TEXT:

= = = = = = =

On Mar 29, 2007, at 1:08 PM, Jens Klostermann wrote:
> In reply to
> http://www.open-mpi.org/community/lists/users/2006/12/2286.php
>
> I recently switched to openmpi1.2 unfortunately the password problem
> still persists! I generated new rsa keys and made passwordless ssh
> available. This was tested by login to each node per passwordless ssh,
> fortunately there are only 16 nodes:-).
> The funny thing is it seems to be a problem only with my user and
> appears randomly, but more likely if I uses more nodes.
Is the problem still something like this:
----
[say_at_wolf45 tmp]$ mpirun -np 2 --host wolf45,wolf46 /tmp/test.x
orted: Command not found.
-----
Because if so, it's a larger / non-MPI issue. If the orted
executable cannot be found on the remote node, there's no way Open
MPI will succeed.
The question of *why* the orted can't be found may be a bit deeper of
a problem -- if you have your PATH set right, etc., perhaps it's an
NFS issue...?
> One cure for the problem until now is using the option --mca
> pls_rsh_debug. What does this switch do other than producing more
> output
> that this resolves my problem?

= = = = = = =

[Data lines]
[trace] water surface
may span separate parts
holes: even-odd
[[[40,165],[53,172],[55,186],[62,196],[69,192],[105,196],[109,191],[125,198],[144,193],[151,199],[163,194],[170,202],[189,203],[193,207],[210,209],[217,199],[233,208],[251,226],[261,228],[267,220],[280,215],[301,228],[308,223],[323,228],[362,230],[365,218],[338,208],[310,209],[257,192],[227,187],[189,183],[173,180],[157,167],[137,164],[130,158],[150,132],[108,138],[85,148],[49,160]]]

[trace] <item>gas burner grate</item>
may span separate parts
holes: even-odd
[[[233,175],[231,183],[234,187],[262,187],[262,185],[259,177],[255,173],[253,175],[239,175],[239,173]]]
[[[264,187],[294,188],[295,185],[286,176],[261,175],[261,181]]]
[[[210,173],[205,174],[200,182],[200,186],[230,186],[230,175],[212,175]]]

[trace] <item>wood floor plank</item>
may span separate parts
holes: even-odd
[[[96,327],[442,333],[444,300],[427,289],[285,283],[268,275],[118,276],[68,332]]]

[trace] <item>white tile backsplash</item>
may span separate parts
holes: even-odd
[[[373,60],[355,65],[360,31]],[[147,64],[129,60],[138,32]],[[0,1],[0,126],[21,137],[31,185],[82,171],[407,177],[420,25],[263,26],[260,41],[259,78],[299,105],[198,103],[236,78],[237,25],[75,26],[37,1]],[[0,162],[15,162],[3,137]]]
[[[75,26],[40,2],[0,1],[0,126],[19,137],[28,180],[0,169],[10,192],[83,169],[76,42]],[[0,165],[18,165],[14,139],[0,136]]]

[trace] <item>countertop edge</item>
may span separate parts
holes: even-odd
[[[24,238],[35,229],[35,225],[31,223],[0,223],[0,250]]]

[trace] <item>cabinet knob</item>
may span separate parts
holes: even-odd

= = = = = = =

TASKS TO PERFORM:
(a) Repeat the part of the Open MPI thread that opens with the words containing "On Mar 29, 2007, at" and closes with "uses more nodes.".
(b) Carry on the Open MPI thread, picking up right after its final line.
These rows have no connection to the Open MPI thread.

ANSWERS IN ORDER:
(a)
On Mar 29, 2007, at 1:08 PM, Jens Klostermann wrote:
> In reply to
> http://www.open-mpi.org/community/lists/users/2006/12/2286.php
>
> I recently switched to openmpi1.2 unfortunately the password problem
> still persists! I generated new rsa keys and made passwordless ssh
> available. This was tested by login to each node per passwordless ssh,
> fortunately there are only 16 nodes:-).
> The funny thing is it seems to be a problem only with my user and
> appears randomly, but more likely if I uses more nodes.

(b)
It also slows the code down a bit such that the timing is different.
> Two other questions what is the
> -ras (Resource allocation subsystem): and how can I set this up/what
> options to have
I would doubt that the ras is involved in the issue -- the ras is
used to read hostfiles, analyze lists of hosts from resource
managers, etc. It doesn't actually do anything in the actual launch.
> pls (Process launch subsystem): and how can I set this up/what options
> to have?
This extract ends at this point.